A word-for-word copy of every entry below is required; the images do not belong in it.

Natural language region descriptions
******

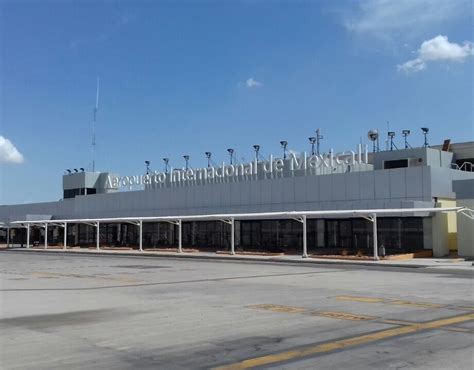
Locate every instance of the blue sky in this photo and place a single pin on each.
(185, 77)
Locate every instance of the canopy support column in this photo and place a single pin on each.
(28, 236)
(302, 220)
(231, 222)
(305, 238)
(140, 236)
(374, 225)
(45, 236)
(373, 218)
(180, 236)
(232, 236)
(97, 241)
(65, 236)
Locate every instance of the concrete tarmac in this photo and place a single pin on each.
(66, 311)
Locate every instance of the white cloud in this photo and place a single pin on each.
(250, 83)
(385, 17)
(437, 49)
(8, 152)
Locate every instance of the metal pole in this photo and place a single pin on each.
(180, 234)
(45, 236)
(97, 241)
(232, 236)
(305, 238)
(374, 225)
(140, 225)
(65, 236)
(28, 236)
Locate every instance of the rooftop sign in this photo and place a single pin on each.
(295, 162)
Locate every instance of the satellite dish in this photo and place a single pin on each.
(373, 135)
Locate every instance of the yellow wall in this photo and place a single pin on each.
(452, 225)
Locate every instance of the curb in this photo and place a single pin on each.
(217, 257)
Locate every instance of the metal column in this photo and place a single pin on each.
(232, 236)
(140, 235)
(98, 236)
(305, 238)
(28, 236)
(180, 236)
(374, 225)
(45, 236)
(65, 236)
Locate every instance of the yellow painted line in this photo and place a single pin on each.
(345, 343)
(279, 308)
(416, 304)
(116, 278)
(397, 322)
(466, 308)
(360, 299)
(390, 301)
(342, 315)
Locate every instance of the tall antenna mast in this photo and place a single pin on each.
(96, 109)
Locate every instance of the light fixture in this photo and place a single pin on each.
(284, 145)
(256, 147)
(391, 135)
(166, 160)
(373, 136)
(319, 137)
(312, 141)
(231, 154)
(208, 156)
(147, 164)
(186, 159)
(405, 134)
(425, 131)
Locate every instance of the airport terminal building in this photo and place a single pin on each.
(255, 202)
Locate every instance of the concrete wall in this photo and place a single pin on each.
(465, 197)
(397, 188)
(444, 230)
(465, 236)
(95, 180)
(418, 156)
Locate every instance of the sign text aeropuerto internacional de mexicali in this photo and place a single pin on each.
(244, 170)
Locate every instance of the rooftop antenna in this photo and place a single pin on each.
(284, 145)
(319, 137)
(257, 151)
(147, 164)
(186, 159)
(96, 109)
(208, 156)
(231, 155)
(312, 141)
(425, 131)
(391, 135)
(374, 137)
(405, 134)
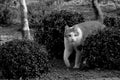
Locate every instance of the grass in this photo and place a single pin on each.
(59, 70)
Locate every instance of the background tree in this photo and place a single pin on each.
(24, 20)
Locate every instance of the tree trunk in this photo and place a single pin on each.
(24, 20)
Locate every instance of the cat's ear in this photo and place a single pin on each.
(66, 27)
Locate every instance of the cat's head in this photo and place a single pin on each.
(73, 34)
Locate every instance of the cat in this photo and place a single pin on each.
(74, 36)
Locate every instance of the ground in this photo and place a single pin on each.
(60, 72)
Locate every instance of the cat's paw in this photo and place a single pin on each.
(76, 67)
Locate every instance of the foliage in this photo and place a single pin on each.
(51, 30)
(36, 11)
(103, 49)
(22, 58)
(111, 21)
(7, 13)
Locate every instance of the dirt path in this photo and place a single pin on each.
(60, 72)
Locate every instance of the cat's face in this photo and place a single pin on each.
(73, 34)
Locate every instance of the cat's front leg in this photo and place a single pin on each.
(67, 54)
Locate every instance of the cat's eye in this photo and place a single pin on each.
(76, 35)
(69, 35)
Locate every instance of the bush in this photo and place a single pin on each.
(21, 58)
(51, 30)
(36, 11)
(5, 15)
(103, 49)
(111, 21)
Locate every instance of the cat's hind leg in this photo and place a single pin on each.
(77, 59)
(67, 53)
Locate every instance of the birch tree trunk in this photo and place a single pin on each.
(24, 20)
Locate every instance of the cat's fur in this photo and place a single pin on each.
(75, 35)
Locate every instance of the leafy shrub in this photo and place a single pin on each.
(21, 58)
(51, 30)
(36, 11)
(5, 15)
(103, 49)
(7, 12)
(111, 21)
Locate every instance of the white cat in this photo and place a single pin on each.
(75, 35)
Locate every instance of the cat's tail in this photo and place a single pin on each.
(98, 11)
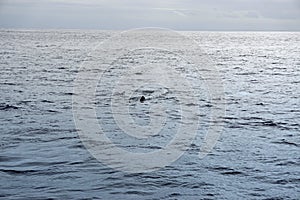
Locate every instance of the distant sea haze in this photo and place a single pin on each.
(256, 157)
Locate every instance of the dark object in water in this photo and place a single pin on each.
(142, 99)
(7, 107)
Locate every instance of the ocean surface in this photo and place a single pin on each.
(257, 155)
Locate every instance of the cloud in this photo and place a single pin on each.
(177, 14)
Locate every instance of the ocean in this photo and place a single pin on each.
(240, 101)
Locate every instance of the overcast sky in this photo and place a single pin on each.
(175, 14)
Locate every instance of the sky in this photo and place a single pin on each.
(220, 15)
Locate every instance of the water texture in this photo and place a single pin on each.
(257, 156)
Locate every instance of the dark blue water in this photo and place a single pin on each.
(256, 157)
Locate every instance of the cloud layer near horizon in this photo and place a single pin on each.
(175, 14)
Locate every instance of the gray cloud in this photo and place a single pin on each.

******

ANSWER TO THIS EXERCISE
Locate every instance of the blue sky in this photo and place a single pin on each.
(185, 77)
Locate every instance of the canopy support column in this photo and place a single pin on each.
(28, 236)
(302, 220)
(231, 222)
(305, 238)
(140, 236)
(374, 225)
(45, 236)
(373, 218)
(180, 236)
(232, 236)
(97, 241)
(65, 236)
Locate every instance of the concrete tarmac in this photo and place a single pin on each.
(66, 311)
Locate every instance of the white cloud in this photo and place a single pin on each.
(250, 83)
(385, 17)
(437, 49)
(8, 152)
Locate every instance of the metal pole in this photo and place a single pin on each.
(180, 234)
(45, 236)
(97, 241)
(232, 236)
(305, 238)
(374, 225)
(140, 225)
(65, 236)
(28, 236)
Locate every instance of the rooftop sign in this photo and place a single pin on each.
(295, 162)
Locate every instance of the satellite dish in this photo and place a single pin on each.
(373, 135)
Locate every instance of the yellow wall in this photo and place a single pin on each.
(452, 225)
Locate every instance of the curb in this photo and place a single pin on each.
(217, 257)
Locate every instance of the metal column in this photo and place a single pin on each.
(232, 236)
(140, 235)
(98, 236)
(305, 238)
(28, 236)
(180, 236)
(374, 225)
(45, 236)
(65, 236)
Locate every instance of the yellow painted line in this photo and place a single pin on each.
(345, 343)
(279, 308)
(416, 304)
(116, 278)
(397, 322)
(466, 308)
(360, 299)
(390, 301)
(342, 315)
Locate every instance of the tall antenna mast in this photo and place a single pin on each.
(96, 109)
Locate every instance of the light fixture in this photo and place a single pin on each.
(284, 145)
(256, 147)
(391, 135)
(166, 160)
(373, 136)
(319, 137)
(312, 141)
(231, 154)
(208, 156)
(147, 164)
(186, 159)
(405, 134)
(425, 131)
Locate every instance of the airport terminal building in this photo and place a single pin on each.
(255, 202)
Locate every instance of the concrete wall in this photo and place a single pin on each.
(465, 197)
(397, 188)
(444, 230)
(465, 236)
(95, 180)
(418, 156)
Locate every instance of the sign text aeropuerto internacional de mexicali in this photo and place a single pin on each.
(244, 170)
Locate every instance of the rooftop antenna in this photo and place a single pin on each.
(284, 145)
(319, 137)
(257, 151)
(147, 164)
(186, 159)
(96, 109)
(208, 156)
(231, 155)
(312, 141)
(425, 131)
(391, 135)
(374, 137)
(405, 134)
Locate every instance of the grass in this photo and place a single pin on each.
(59, 70)
Locate every instance of the background tree in this photo and place a single pin on each.
(24, 20)
Locate every instance of the tree trunk in this photo and place a single pin on each.
(24, 20)
Locate every instance of the cat's ear in this photo and place a single pin on each.
(66, 27)
Locate every instance of the cat's head in this photo and place a single pin on each.
(73, 34)
Locate every instance of the cat in this photo and place a single pin on each.
(74, 36)
Locate every instance of the ground in this photo and place a single pin on each.
(60, 72)
Locate every instance of the cat's paw in this photo and place a single pin on each.
(76, 67)
Locate every instance of the foliage in this photo and place a single pin on each.
(51, 30)
(36, 11)
(103, 49)
(22, 58)
(111, 21)
(7, 13)
Locate every instance of the dirt path in this photo and place a single pin on each.
(60, 72)
Locate every instance of the cat's face in this photo and place a single pin on each.
(73, 34)
Locate every instance of the cat's front leg in this photo and place a single pin on each.
(67, 54)
Locate every instance of the cat's eye in this photo and place a single pin on each.
(76, 35)
(69, 35)
Locate every instance of the bush in this photo and place a single pin on each.
(21, 58)
(51, 30)
(36, 11)
(5, 15)
(103, 49)
(111, 21)
Locate every instance of the cat's hind leg in this photo and place a single pin on each.
(77, 59)
(67, 53)
Locate every instance of the birch tree trunk in this photo and place a single pin on each.
(24, 20)
Locate every instance of the cat's fur in this photo and place a single pin on each.
(75, 35)
Locate every instance of the leafy shrub in this photo and place a single pin on each.
(21, 58)
(51, 30)
(36, 11)
(5, 15)
(103, 49)
(7, 12)
(111, 21)
Locate every instance of the white cat in this photo and place a single pin on each.
(75, 35)
Locate every instance of the cat's tail in this photo and place a single pin on each.
(98, 11)
Locate every instance of the distant sea haze in this photo and place a single pin on each.
(256, 157)
Locate every instance of the dark object in water in this photo and place a single pin on each.
(142, 99)
(7, 107)
Locate every instance of the ocean surface in this photo and place a single pin on each.
(257, 155)
Locate every instance of the cloud in this photo and place a single pin on each.
(177, 14)
Locate every instance of the ocean in this photo and place a single pin on each.
(240, 101)
Locate every instance of the overcast sky in this photo and place a single pin on each.
(175, 14)
Locate every instance of the sky in this photo and place a single pin on each.
(220, 15)
Locate every instance of the water texture in this photo and place a single pin on each.
(257, 156)
Locate every instance of the dark blue water in this photo and place a single pin on each.
(256, 157)
Locate every instance of the cloud layer near horizon in this photo and place a single pin on each.
(175, 14)
Locate every instance of the gray cloud in this photo and place a single pin on each.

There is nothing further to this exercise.